SUPPLIED MATERIAL: Begin
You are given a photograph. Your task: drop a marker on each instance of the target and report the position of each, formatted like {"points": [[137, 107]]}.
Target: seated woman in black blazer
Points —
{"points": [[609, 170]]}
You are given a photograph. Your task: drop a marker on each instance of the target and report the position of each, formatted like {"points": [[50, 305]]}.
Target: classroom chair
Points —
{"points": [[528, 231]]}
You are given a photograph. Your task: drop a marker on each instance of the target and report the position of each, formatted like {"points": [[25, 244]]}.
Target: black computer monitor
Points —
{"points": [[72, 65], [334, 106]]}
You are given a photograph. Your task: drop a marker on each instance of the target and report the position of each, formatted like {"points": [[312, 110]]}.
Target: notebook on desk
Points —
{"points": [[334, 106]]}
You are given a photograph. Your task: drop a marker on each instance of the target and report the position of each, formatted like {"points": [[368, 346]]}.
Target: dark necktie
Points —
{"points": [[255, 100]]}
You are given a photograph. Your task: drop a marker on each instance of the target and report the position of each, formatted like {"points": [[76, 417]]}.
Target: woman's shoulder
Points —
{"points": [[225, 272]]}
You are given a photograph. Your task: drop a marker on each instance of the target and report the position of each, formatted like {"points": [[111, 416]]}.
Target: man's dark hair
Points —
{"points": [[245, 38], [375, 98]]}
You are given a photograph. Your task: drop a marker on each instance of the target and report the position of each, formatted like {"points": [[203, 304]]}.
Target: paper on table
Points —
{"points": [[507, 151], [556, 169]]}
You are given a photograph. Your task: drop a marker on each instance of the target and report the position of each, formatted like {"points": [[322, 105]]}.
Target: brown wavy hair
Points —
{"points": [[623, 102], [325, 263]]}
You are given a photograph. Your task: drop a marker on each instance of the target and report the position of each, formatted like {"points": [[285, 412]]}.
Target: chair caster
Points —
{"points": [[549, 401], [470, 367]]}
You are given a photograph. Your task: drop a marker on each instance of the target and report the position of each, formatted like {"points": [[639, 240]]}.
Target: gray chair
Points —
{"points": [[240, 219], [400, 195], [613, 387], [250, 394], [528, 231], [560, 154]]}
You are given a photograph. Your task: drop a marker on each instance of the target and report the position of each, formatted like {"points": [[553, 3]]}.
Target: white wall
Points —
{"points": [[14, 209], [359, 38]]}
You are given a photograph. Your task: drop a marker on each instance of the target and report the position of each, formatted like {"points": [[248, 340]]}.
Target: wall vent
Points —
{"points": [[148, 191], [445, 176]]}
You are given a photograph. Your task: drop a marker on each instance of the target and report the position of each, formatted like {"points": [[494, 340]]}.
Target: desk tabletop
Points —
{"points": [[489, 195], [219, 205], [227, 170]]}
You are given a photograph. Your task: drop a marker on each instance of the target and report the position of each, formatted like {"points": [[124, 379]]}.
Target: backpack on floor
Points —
SUPPLIED MATERIAL: End
### EXERCISE REQUIREMENTS
Count each line of the data where the word "woman" appears, then reply with the total only.

### TASK SOLUTION
2